_TASK STATEMENT_
Return all the data, word for word.

_THE INPUT_
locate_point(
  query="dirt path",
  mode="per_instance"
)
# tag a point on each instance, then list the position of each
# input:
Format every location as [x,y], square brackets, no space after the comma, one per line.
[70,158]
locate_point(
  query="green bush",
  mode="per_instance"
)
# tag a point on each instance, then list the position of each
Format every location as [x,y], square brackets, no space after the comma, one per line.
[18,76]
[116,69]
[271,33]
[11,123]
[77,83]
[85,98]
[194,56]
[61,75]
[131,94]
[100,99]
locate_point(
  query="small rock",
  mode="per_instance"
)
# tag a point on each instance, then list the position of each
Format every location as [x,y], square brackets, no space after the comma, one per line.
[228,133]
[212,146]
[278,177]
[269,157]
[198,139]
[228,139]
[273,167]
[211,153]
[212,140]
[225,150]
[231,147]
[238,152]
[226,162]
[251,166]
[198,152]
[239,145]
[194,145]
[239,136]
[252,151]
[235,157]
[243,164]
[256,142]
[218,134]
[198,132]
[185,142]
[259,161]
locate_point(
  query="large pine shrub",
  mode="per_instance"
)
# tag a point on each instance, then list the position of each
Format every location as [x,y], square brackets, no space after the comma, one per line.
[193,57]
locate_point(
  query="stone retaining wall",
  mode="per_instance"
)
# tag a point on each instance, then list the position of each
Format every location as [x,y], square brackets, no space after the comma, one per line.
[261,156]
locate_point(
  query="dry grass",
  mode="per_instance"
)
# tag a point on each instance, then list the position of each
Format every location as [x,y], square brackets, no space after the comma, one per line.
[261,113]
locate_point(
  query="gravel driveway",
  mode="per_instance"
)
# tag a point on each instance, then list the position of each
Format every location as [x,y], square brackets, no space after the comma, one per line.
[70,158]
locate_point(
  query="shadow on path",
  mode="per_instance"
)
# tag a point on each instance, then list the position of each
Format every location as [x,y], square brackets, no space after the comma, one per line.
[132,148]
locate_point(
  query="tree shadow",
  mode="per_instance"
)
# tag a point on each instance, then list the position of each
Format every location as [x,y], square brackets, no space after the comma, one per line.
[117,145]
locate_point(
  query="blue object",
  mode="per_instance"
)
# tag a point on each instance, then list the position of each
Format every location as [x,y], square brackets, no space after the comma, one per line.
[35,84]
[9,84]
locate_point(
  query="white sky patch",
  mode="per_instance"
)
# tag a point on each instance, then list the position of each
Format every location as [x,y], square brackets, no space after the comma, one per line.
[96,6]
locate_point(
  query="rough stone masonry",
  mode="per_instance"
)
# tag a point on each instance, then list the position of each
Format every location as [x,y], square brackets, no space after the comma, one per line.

_RESULT FOR THIS EXERCISE_
locate_point(
  query="dirt path",
  mode="per_instance"
)
# tag a point on each instance, then list the position of each
# input:
Format every location as [x,y], square brackets, no space after the comma, one per line.
[70,158]
locate_point(
  query="green bush",
  mode="per_instance"
)
# tag a point on each instance, then list the position of each
Format every location as [x,y], square brackets, no space after the comma, one per line.
[18,76]
[116,69]
[271,33]
[11,123]
[77,83]
[85,98]
[194,56]
[61,75]
[131,94]
[100,99]
locate_point(
  query="small rock",
  mode="per_instance"
)
# tag a point on each instance, then list the position of each
Format every location as [x,y], square brackets, no space after the comma, one per line.
[228,133]
[212,146]
[278,177]
[269,157]
[198,139]
[228,139]
[273,167]
[211,153]
[212,140]
[225,150]
[231,147]
[238,152]
[226,162]
[251,166]
[198,152]
[239,145]
[194,145]
[239,136]
[252,151]
[235,157]
[243,164]
[256,142]
[218,134]
[198,132]
[185,142]
[259,161]
locate_point(
  query="large pine shrub",
  mode="per_instance"
)
# tag a point on each instance, then list the position of each
Format every location as [x,y], square brackets, no space after the comma, one per line.
[193,57]
locate_point(
  query="stone retaining wall",
  mode="per_instance"
)
# tag a point on each instance, then list the position of each
Format every location as [x,y], square brackets, no space after the comma, one per line.
[261,156]
locate_point(
  query="dry grass",
  mode="per_instance"
)
# tag a point on each instance, then list the position of each
Format every location as [x,y], square brackets, no space after the comma, one per line.
[261,113]
locate_point(
  query="gravel driveway",
  mode="per_instance"
)
# tag a point on each instance, then list the position of each
Format every location as [x,y], square brackets, no space after the comma, one per line.
[70,158]
locate_point(
  query="shadow on path",
  mode="per_instance"
)
# tag a point on each instance, then list the position of each
Format every location as [x,y], square brackets, no space after the comma, one per line.
[132,148]
locate_point(
  query="tree shadow",
  mode="per_instance"
)
# tag a point on each instance, then list the position of each
Format every location as [x,y], square brackets, no space after the comma, one per line.
[117,145]
locate_point(
  query="blue object",
  mode="per_instance"
)
# tag a point on each instance, then list the position of each
Format every location as [x,y], square brackets, no space after the comma, one per line.
[35,84]
[9,84]
locate_point(
  query="white sky patch",
  mode="per_instance"
)
# tag a point on each instance, then list the position of each
Format every location as [x,y], square brackets, no space after the comma, one per line.
[96,6]
locate_point(
  query="rough stone masonry",
  mode="per_instance"
)
# tag a point on each instance, then list the position of each
Format every location as [x,y], square brackets, no space after the comma, one per line.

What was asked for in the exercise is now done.